TASK INSTRUCTIONS |
a) Answer these questions using the Granberry passage.
(i) In what year was she born?
(ii) Whom did her mother tell the children to see if they needed anything?
(iii) What kind of trees did her mother love?
b) Change the Granberry passage by writing out the section from "She was born" up to and including "and other flowers." again, with "rice" replaced by "wheat".
c) Summarize the Granberry passage in two sentences.

She was born in Louisiana in 1927, the daughter of a French farming family that started out raising cotton, and later switched to rice, eventually expanding into Brahma cattle and Arabian horses. "Because we lived on a farm, which was self-sustaining, we survived the Depression better than most," she reminisced. "In the early 1930s, my father used to go to the little town of Kender for cattle feed. Back then, the feed came in cotton sacks with beautiful prints of rosebuds and other flowers.
It was to her mother that Granberry gave credit for her great love of gardening. "My mother and my grandmother were both avid gardeners, but southern ladies were supposed to have pale white hands and faces. If you did not, it was taken as a sign that you had to work outdoors. My mother would say to us, ‘Children if you need anything, see Bertha (our kitchen help). I plan to spend the entire afternoon in my room, resting.’
"But then I would see her way out in the orchard planting trees — how she loved fruit trees. She would wind cloth around her face and hands so that they would not darken or show other signs of hard work," she added.

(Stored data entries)
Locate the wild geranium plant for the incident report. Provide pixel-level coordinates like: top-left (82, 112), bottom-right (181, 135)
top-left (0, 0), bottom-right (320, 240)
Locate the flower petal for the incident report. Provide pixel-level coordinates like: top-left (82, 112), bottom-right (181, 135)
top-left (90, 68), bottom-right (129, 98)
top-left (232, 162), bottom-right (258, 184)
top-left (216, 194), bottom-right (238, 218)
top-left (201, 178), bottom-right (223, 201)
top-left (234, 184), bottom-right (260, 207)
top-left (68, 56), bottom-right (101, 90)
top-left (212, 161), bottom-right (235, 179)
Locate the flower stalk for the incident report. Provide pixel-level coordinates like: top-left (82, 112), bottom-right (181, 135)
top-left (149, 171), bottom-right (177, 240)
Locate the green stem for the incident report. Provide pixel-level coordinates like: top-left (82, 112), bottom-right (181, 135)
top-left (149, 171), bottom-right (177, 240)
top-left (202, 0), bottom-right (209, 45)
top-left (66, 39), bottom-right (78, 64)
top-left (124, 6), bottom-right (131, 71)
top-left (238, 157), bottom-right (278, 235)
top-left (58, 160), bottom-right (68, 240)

ANSWERS FOR THE EXERCISE |
a)
(i) 1927
(ii) Bertha, the kitchen help
(iii) Fruit trees

b)
She was born in Louisiana in 1927, the daughter of a French farming family that started out raising cotton, and later switched to wheat, eventually expanding into Brahma cattle and Arabian horses. "Because we lived on a farm, which was self-sustaining, we survived the Depression better than most," she reminisced. "In the early 1930s, my father used to go to the little town of Kender for cattle feed. Back then, the feed came in cotton sacks with beautiful prints of rosebuds and other flowers.

c) Granberry was born in Louisiana in 1927 to a French farming family that raised cotton, then rice, and later Brahma cattle and Arabian horses, and she said their self-sustaining farm helped them survive the Depression better than most. She credited her mother, an avid gardener, for her love of gardening, recalling that her mother would claim to be resting in her room but would instead be out planting trees in the orchard with cloth wound around her face and hands so they would not darken.